Extract the text of each entry below exactly, leaving every image behind.

(Named object pointing entries)
►

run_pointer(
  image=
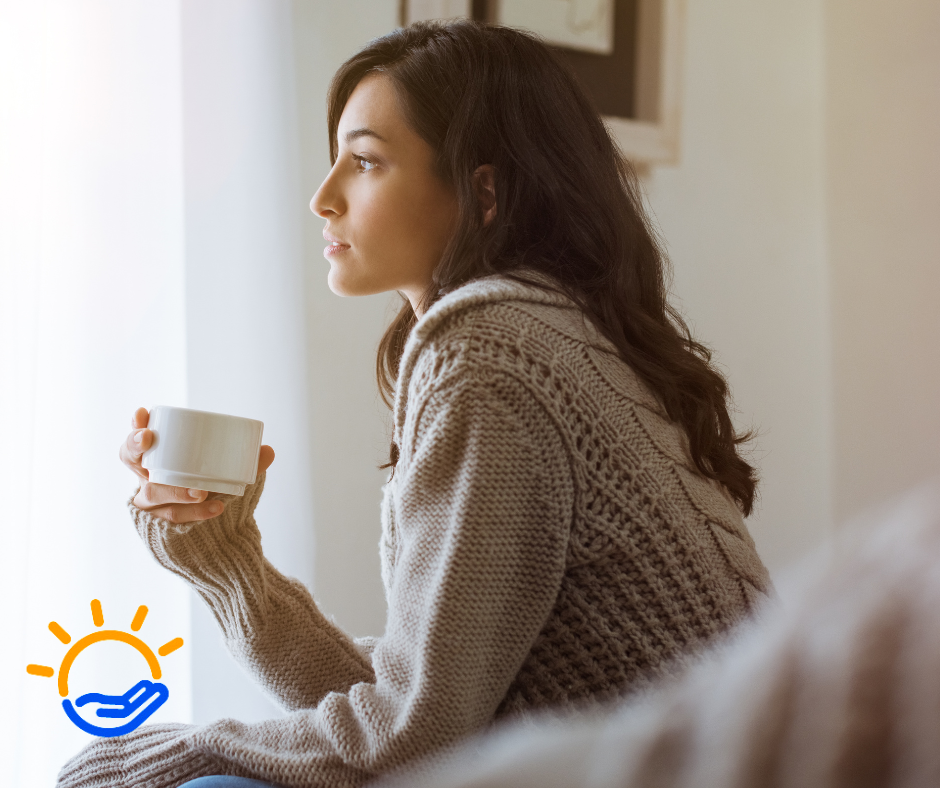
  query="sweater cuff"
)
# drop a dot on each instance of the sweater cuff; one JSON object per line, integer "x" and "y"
{"x": 155, "y": 756}
{"x": 220, "y": 558}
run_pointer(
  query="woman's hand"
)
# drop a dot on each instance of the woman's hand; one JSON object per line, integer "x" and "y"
{"x": 176, "y": 504}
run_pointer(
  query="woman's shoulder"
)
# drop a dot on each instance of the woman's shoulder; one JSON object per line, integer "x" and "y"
{"x": 524, "y": 327}
{"x": 502, "y": 311}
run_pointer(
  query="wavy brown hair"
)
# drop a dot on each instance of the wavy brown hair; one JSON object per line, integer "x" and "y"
{"x": 568, "y": 204}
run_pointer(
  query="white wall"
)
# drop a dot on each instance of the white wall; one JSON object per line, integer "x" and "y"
{"x": 245, "y": 307}
{"x": 883, "y": 148}
{"x": 91, "y": 324}
{"x": 743, "y": 217}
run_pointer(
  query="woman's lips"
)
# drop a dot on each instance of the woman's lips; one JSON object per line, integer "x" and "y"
{"x": 332, "y": 249}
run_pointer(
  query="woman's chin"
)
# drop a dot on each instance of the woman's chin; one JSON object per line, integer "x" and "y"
{"x": 342, "y": 284}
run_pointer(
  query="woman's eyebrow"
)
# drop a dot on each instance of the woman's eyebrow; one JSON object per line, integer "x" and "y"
{"x": 355, "y": 134}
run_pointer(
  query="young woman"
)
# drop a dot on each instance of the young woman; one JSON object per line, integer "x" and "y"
{"x": 563, "y": 516}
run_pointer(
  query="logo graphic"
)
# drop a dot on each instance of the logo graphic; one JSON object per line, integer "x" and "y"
{"x": 142, "y": 700}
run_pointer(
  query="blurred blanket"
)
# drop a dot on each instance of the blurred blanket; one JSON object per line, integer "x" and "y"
{"x": 838, "y": 684}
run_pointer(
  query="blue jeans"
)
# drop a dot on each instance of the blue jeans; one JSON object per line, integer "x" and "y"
{"x": 226, "y": 782}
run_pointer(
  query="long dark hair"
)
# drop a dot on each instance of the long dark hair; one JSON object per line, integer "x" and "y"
{"x": 568, "y": 204}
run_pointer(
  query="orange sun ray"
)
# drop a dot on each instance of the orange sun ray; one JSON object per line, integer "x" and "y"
{"x": 60, "y": 633}
{"x": 139, "y": 617}
{"x": 169, "y": 648}
{"x": 96, "y": 614}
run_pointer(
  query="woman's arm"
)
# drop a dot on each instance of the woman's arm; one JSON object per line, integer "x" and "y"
{"x": 270, "y": 622}
{"x": 483, "y": 505}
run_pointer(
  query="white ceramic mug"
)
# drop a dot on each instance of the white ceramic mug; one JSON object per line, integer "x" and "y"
{"x": 202, "y": 450}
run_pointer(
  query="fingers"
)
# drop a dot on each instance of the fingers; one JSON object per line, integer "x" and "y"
{"x": 137, "y": 443}
{"x": 265, "y": 458}
{"x": 177, "y": 504}
{"x": 133, "y": 449}
{"x": 152, "y": 495}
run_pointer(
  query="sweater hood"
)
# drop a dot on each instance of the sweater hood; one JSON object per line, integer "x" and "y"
{"x": 486, "y": 290}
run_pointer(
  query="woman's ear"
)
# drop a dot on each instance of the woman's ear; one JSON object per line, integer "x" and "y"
{"x": 484, "y": 183}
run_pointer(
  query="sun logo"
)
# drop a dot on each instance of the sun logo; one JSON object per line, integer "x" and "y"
{"x": 142, "y": 700}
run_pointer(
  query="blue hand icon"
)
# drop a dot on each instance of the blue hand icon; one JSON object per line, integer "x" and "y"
{"x": 137, "y": 698}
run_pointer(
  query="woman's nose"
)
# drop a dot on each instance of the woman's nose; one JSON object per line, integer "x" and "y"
{"x": 326, "y": 201}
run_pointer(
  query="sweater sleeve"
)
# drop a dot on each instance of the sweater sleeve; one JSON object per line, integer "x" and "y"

◄

» TASK SOLUTION:
run_pointer(
  image=
  query="sweater cuff"
)
# drop a dot on each instance of the sweater cuff; one JSON object per line, integer "x" and "y"
{"x": 155, "y": 756}
{"x": 220, "y": 558}
run_pointer(
  query="woman's hand"
)
# drop a dot on each instance of the woman's hand; one JSON object per line, integer "x" and "y"
{"x": 176, "y": 504}
run_pointer(
  query="woman's shoulder"
)
# drop a dot on each instance of the woman's shoulder; one JSON object per line, integer "x" and "y"
{"x": 524, "y": 327}
{"x": 502, "y": 311}
run_pointer(
  query="wavy brown hair"
)
# drop a dot on each instance of the wavy brown hair; one JSON object per line, integer "x" and "y"
{"x": 568, "y": 204}
run_pointer(
  query="white wall"
)
# drop a dot on each instance of the white wall; one JSON object per line, integer "x" and "y"
{"x": 245, "y": 307}
{"x": 883, "y": 148}
{"x": 91, "y": 324}
{"x": 743, "y": 217}
run_pointer(
  query="woman's lips"
)
# drop a dot on each instance of the woman's lips; one JSON object per line, integer "x" and "y"
{"x": 332, "y": 249}
run_pointer(
  query="woman's chin"
)
# drop a dot on each instance of the woman's chin; one JSON object per line, integer "x" and "y"
{"x": 342, "y": 284}
run_pointer(
  query="woman's eyebrow"
)
# drop a dot on each instance of the woman's eyebrow; one JSON object per line, integer "x" and "y"
{"x": 355, "y": 134}
run_pointer(
  query="young woman"
)
# drop a dot on each instance of the young woman; one JSON object per line, integer "x" and "y"
{"x": 563, "y": 516}
run_pointer(
  query="logo graphic"
)
# drop a dot on each instance of the logo graphic; one JSON object per line, integer "x" and "y"
{"x": 142, "y": 700}
run_pointer(
  query="blurred blanket"
)
# drop a dot on each instance of the blurred blanket; one JSON object per line, integer "x" and "y"
{"x": 838, "y": 684}
run_pointer(
  query="blue jeans"
)
# drop a dot on each instance of the blue jeans; one JSON object per line, integer "x" and "y"
{"x": 226, "y": 782}
run_pointer(
  query="long dark hair"
)
# drop a dot on each instance of the long dark hair; one JSON object per line, integer "x" and "y"
{"x": 568, "y": 204}
run_pointer(
  query="orange sun ray"
)
# drop a dot on each instance of the orange sun ray; one JSON object per line, integer "x" and "y"
{"x": 60, "y": 633}
{"x": 139, "y": 617}
{"x": 169, "y": 648}
{"x": 96, "y": 614}
run_pointer(
  query="woman's arm"
)
# drop a dot on each instance of the woman's arm; one JSON object per line, integer "x" and "y"
{"x": 270, "y": 622}
{"x": 483, "y": 505}
run_pointer(
  query="white ceramic mug"
)
# drop a dot on each instance of the white ceramic mug; one JSON object per line, integer "x" and "y"
{"x": 202, "y": 450}
run_pointer(
  query="fingers"
)
# drop a dot on each instance of the fingers; one JSON object per line, integer "x" and "y"
{"x": 137, "y": 443}
{"x": 265, "y": 458}
{"x": 177, "y": 504}
{"x": 133, "y": 449}
{"x": 152, "y": 495}
run_pointer(
  query="sweater hood"
)
# drop a dot on each instance of the sweater hood; one JSON object per line, integer "x" and "y"
{"x": 486, "y": 290}
run_pointer(
  query="woman's ear"
)
# drop a dot on each instance of the woman's ear; one JSON object per line, integer "x" and "y"
{"x": 484, "y": 183}
run_pointer(
  query="sun logo"
)
# drop a dot on each instance of the sun logo; one JSON object per line, integer "x" and "y"
{"x": 142, "y": 700}
run_pointer(
  query="blue hand icon"
)
# drop a dot on each instance of the blue hand icon; one JSON object per line, integer "x" and "y"
{"x": 137, "y": 698}
run_pointer(
  query="woman's nose"
)
# drop a dot on each instance of the woman's nose; one JSON object per line, integer "x" and "y"
{"x": 326, "y": 201}
run_pointer(
  query="sweater sleeve"
)
# drop a dot on each instance of the sweater sleeve; one JSON object per line, integer "x" and "y"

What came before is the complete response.